→ TASK DETAILS: Nothing outside the range below should be printed. Output exactly the lines from the line with "Query: framed photograph" to the line with "Every instance of the mirror", both included.

→ ENTRIES SHOWN:
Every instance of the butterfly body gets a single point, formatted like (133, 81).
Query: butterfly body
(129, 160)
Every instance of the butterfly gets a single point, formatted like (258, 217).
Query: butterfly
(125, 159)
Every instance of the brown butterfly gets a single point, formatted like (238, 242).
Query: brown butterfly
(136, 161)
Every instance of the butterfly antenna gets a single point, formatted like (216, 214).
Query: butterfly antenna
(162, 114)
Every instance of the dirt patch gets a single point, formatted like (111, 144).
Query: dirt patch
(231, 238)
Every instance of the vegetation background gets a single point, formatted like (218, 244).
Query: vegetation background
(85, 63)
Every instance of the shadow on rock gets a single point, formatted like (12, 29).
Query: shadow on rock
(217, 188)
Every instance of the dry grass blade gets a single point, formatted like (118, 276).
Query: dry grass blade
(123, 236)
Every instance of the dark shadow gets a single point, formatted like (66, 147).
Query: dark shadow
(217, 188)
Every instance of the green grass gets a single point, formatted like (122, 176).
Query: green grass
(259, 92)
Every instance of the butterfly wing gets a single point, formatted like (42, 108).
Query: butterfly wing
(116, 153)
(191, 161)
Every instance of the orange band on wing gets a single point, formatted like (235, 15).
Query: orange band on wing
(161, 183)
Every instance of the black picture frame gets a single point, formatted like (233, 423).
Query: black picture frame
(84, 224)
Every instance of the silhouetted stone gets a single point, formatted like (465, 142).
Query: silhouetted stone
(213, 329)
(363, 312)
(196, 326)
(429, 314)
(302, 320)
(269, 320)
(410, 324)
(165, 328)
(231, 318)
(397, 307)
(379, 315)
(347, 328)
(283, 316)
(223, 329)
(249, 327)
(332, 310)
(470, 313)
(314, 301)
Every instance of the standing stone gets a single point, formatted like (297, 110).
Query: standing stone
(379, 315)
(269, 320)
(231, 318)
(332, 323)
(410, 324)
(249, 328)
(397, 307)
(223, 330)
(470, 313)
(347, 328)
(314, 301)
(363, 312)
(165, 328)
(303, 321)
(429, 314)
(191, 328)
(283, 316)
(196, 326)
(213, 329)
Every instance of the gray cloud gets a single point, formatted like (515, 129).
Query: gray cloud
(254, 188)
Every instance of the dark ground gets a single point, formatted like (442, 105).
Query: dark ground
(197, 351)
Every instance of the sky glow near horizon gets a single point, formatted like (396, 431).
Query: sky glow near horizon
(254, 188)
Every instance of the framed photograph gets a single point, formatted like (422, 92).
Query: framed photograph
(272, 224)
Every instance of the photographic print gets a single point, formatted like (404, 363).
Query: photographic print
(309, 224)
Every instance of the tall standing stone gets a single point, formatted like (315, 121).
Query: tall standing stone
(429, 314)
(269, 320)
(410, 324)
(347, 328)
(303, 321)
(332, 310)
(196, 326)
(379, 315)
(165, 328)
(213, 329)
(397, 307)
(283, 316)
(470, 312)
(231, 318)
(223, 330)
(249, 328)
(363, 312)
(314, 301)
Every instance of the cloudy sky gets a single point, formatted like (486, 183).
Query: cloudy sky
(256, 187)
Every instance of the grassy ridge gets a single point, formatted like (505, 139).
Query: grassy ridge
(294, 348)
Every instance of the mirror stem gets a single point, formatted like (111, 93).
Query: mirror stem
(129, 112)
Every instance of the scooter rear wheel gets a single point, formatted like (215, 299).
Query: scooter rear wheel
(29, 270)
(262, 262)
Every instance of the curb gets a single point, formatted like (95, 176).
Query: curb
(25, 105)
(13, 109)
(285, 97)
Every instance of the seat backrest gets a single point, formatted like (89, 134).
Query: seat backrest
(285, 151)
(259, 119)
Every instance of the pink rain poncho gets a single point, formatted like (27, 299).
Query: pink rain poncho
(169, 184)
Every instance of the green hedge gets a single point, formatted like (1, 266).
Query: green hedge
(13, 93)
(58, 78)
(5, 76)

→ EXERCISE OUTPUT:
Query: framed photograph
(272, 224)
Every instance of the photographic print gets a single point, formatted like (404, 363).
Query: photographic print
(309, 224)
Every instance of the tall standing stone gets a single point, formatted like (315, 121).
Query: tall standing stone
(429, 314)
(269, 320)
(410, 324)
(347, 328)
(303, 321)
(332, 310)
(196, 326)
(379, 315)
(165, 328)
(213, 329)
(397, 307)
(283, 316)
(470, 312)
(231, 318)
(223, 330)
(249, 328)
(363, 312)
(314, 301)
Every instance of the cloudy sky gets a single point, formatted like (486, 183).
Query: cloudy sky
(256, 187)
Every instance of the grassy ridge gets a single point, formatted like (505, 139).
Query: grassy ridge
(294, 348)
Every instance of the mirror stem gets a single point, formatted like (111, 93).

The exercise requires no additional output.